- Task prompt -
Copy the records below exactly, leaving out any pictures.
[Start of Recorded data]
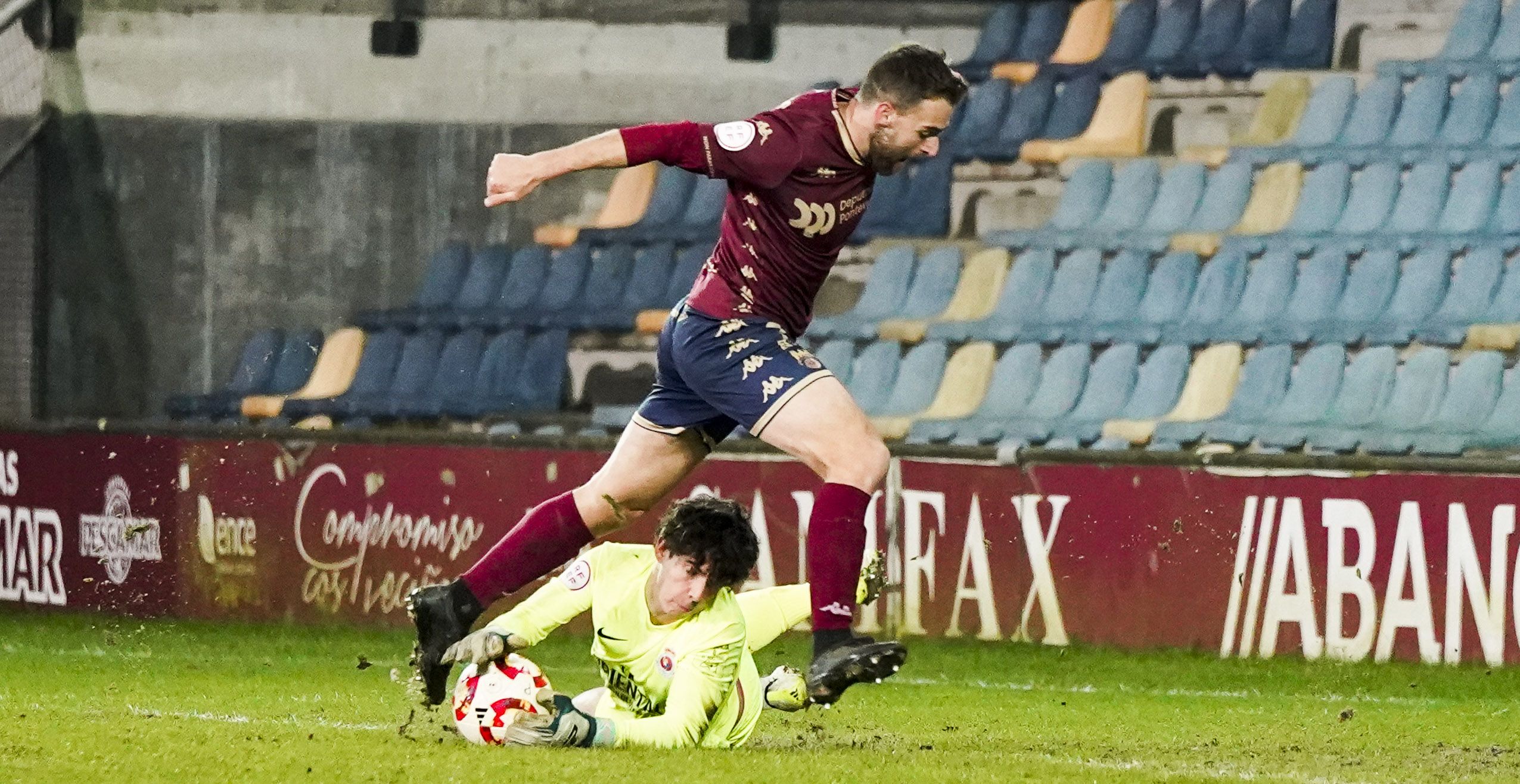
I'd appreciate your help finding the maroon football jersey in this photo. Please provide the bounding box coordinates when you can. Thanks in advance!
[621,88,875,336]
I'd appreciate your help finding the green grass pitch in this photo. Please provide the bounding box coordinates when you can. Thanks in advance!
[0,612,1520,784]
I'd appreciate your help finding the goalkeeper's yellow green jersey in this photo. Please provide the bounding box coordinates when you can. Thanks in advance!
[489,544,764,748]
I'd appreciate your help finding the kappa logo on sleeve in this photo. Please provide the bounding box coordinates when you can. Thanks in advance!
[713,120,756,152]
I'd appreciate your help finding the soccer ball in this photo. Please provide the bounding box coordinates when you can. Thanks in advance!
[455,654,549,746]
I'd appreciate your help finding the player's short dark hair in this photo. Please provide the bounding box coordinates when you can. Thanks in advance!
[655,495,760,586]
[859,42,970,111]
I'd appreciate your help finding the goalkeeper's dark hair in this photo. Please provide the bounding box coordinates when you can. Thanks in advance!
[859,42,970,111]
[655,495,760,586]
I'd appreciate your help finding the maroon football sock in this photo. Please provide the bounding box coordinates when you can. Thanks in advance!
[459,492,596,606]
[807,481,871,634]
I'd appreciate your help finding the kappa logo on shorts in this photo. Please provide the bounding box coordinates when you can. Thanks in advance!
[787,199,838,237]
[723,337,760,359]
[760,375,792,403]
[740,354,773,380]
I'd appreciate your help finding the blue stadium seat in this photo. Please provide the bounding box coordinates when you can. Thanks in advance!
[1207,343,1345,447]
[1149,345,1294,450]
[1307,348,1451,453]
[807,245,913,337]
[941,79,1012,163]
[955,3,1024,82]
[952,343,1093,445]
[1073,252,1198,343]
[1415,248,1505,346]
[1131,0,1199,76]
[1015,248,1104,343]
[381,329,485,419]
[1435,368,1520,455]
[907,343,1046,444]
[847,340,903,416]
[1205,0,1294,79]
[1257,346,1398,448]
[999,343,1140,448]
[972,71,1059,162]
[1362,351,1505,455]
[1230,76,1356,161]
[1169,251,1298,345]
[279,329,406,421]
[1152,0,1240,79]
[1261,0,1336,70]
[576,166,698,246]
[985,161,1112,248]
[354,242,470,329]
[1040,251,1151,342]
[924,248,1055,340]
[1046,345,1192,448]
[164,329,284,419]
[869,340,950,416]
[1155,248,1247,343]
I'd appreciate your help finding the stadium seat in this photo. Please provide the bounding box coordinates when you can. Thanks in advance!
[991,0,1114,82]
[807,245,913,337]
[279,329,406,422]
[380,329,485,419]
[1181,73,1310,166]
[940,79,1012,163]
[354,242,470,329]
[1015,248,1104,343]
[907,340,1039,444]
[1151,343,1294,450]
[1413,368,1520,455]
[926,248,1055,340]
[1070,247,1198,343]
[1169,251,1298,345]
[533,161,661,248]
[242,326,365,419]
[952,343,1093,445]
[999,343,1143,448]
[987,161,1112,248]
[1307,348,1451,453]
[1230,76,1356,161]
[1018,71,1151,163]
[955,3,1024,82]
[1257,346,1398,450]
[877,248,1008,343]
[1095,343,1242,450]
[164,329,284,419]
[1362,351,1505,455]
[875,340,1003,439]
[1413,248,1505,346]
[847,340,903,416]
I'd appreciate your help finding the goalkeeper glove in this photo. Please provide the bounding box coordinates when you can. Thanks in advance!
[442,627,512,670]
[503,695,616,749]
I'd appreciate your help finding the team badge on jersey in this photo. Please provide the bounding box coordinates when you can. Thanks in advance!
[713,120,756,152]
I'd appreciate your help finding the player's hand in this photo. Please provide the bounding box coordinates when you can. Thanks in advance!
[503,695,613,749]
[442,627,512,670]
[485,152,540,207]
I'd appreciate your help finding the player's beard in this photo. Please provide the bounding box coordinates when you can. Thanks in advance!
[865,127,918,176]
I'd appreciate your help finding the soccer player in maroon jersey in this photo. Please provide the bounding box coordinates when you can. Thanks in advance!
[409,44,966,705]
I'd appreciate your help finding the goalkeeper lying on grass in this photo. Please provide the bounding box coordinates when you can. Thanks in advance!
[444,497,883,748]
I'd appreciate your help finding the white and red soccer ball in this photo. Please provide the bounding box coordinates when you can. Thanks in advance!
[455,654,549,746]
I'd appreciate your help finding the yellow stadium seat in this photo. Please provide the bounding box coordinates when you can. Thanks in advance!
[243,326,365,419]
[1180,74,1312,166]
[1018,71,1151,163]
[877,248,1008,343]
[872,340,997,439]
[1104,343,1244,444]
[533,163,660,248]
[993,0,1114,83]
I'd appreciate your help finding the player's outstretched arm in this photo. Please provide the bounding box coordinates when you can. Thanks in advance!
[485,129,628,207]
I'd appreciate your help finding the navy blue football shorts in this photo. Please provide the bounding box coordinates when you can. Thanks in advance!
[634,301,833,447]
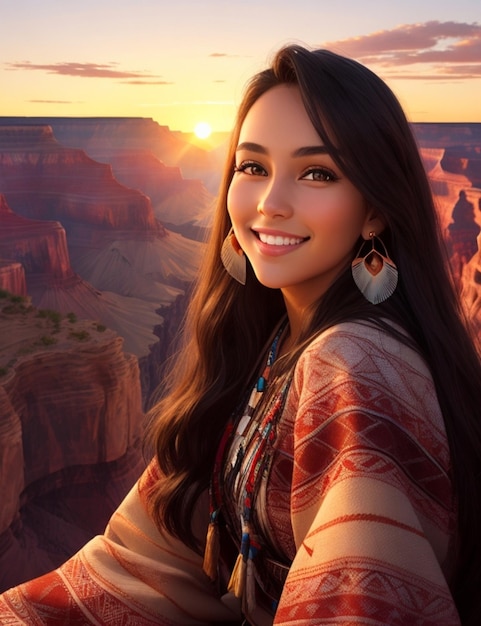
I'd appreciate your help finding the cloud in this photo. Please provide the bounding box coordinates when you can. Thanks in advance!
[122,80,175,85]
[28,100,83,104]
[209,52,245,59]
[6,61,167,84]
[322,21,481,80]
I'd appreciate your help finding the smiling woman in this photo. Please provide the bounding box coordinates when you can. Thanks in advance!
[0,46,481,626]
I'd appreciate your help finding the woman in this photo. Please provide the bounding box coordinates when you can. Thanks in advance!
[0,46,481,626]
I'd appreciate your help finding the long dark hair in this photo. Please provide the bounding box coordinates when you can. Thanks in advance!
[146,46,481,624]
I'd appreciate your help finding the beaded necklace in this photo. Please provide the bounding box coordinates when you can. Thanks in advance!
[End of Recorded data]
- Written solution -
I'd appreciate your help finding the maroon football jersey in this photo. Please provide the bounding box coordinates when you can. Thanks in advance!
[621,88,875,336]
I'd appreciate your help finding the green grass pitch in this photo. Please provide the bounding box coordinates when you can. Thanks in advance!
[0,612,1520,784]
I'd appreciate your help finding the goalkeeper's yellow green jersey in this photo. Please provide the bounding box coordinates when you can. Thanks in advance!
[489,544,764,748]
I'd appreciate your help finding the kappa logo on sleeve in this photo. Please provide the bounding box coordinates when you can. Thanks in advance!
[713,120,756,152]
I'd appreciate your help finding the soccer ball in this photo. Please provide the bounding box coordinates when you can. Thanks in advance!
[455,654,549,746]
I'd appreciate your help finding the player's short dark hair in this photo. Please provide the bounding box coordinates when you can. Thanks in advance!
[655,495,760,586]
[859,42,970,111]
I'd appreciate your help finding the goalkeeper's dark hair in this photo. Please provide the bounding box coordinates when you can. Thanks in advance!
[859,42,970,111]
[655,495,760,586]
I'd appreciate your help finding the maroon football sock in this photo. Please provide the bounding box coordinates when you can. Thanks in advance!
[459,492,596,606]
[807,481,871,634]
I'd appreciate your help finding the kappa logo on shorts in this photo. Please provide the bounding box coordinates when you can. Thanks in advance!
[787,199,838,237]
[723,337,760,359]
[760,375,792,403]
[740,354,773,380]
I'd appreciate your help finding the blue stadium seat in this photo. Please provide the bounding box coordinates when you can. Thanks in advance!
[1207,343,1345,447]
[1149,345,1294,450]
[1307,348,1451,453]
[807,245,913,337]
[941,79,1012,163]
[955,3,1024,82]
[952,343,1093,445]
[1073,252,1198,343]
[1415,248,1505,346]
[1131,0,1199,76]
[1015,248,1104,343]
[381,329,485,419]
[1435,368,1520,455]
[907,343,1046,444]
[847,340,903,416]
[1205,0,1294,79]
[1257,346,1398,448]
[999,343,1140,448]
[972,71,1059,162]
[1362,351,1505,455]
[1230,76,1356,161]
[1169,251,1298,345]
[279,329,406,421]
[1152,0,1240,79]
[1261,0,1336,70]
[576,166,698,246]
[985,161,1112,248]
[354,242,470,329]
[1040,251,1151,342]
[924,248,1055,340]
[1046,345,1192,448]
[164,329,284,419]
[869,340,950,416]
[1155,248,1247,343]
I'd appreciate your help finding the stadium seat in this photo. Please provide the bounding box coordinates when you can. Thanks in advance!
[991,0,1114,82]
[807,245,913,337]
[279,329,406,422]
[380,329,485,419]
[1181,73,1310,166]
[940,79,1012,163]
[354,242,470,329]
[1015,248,1104,343]
[907,340,1039,444]
[1151,343,1294,450]
[1413,368,1520,455]
[926,248,1055,340]
[1070,247,1198,343]
[1169,251,1298,345]
[533,161,661,248]
[242,326,365,419]
[952,343,1093,445]
[999,343,1143,448]
[987,161,1112,248]
[1307,348,1451,453]
[1230,76,1356,161]
[1018,71,1151,163]
[955,3,1024,82]
[1257,346,1398,450]
[877,248,1008,343]
[1095,343,1242,450]
[164,329,284,419]
[1362,351,1505,455]
[875,340,1003,439]
[1413,248,1505,346]
[847,340,903,416]
I'd appreciate your help finding the goalkeeper glove in this photo. Please provide the bounding box coordinates when you can. Thanks in advance!
[442,627,512,670]
[503,695,616,749]
I'd appreciate your help finding the team badge on jersey in this photo. Please provide the bounding box coordinates when you can. Thanks in advance!
[713,120,756,152]
I'd appreciate your help finding the player's hand in this photo. Please provide the bounding box coordinates when you can. Thanks in advance!
[503,695,613,749]
[442,627,512,670]
[485,152,540,207]
I'd appreciate your help finding the player's beard in this photo. Please provide the bounding box coordinates when you can. Thanks in advance!
[865,127,918,176]
I'd appreciate your help finding the soccer player in maroon jersey in this photo. Please provide the bounding box coordinates when you can. Thanks in advance!
[409,44,966,705]
I'd appreciate your help finding the goalkeeper lying on grass in this photo. Please provide the bounding box coordinates when you can. Thanks in advance!
[444,497,883,748]
I'd appreciate your help finding the white and red soccer ball in this photo. Please provide the bounding box coordinates when you can. Thanks in advance!
[455,654,549,746]
I'd appreciate your help finding the yellow stadium seat in this photo. Please provide the bounding box coordinates when you can. Thanks in advance!
[243,326,365,419]
[1180,74,1312,166]
[1018,71,1151,163]
[877,248,1008,343]
[872,340,997,439]
[1104,343,1244,444]
[533,163,660,248]
[993,0,1114,83]
I'd appreciate your help finding the player's outstretched arm in this photo. Please provide the bounding box coordinates when you can. Thanks in advance!
[485,129,628,207]
I'd appreciate your help finding the navy blue football shorts in this photo. Please provide the bounding box coordinates when you can. Thanks in advance!
[634,301,833,447]
I'd appreciate your help finding the cloud in this photo. Please provide the bounding box coordinates when you can. Thanks in advance!
[122,80,175,85]
[28,100,83,104]
[209,52,245,59]
[6,61,167,84]
[322,21,481,80]
I'd appreciate your help finding the smiling woman in this photo. Please provide the bounding box coordinates when you can. Thanks in advance!
[0,46,481,626]
I'd appreciate your help finding the woman in this photo. Please provide the bounding box coordinates when you can. Thanks in advance!
[0,46,481,626]
I'd appreciate your help finding the long dark hair in this photo. Please provide the bounding box coordinates when you can. Thanks in advance!
[146,46,481,624]
I'd appreciate your help finding the beaded necklace in this photo. Please provide the bounding box coordinates when you can. Thanks in advance!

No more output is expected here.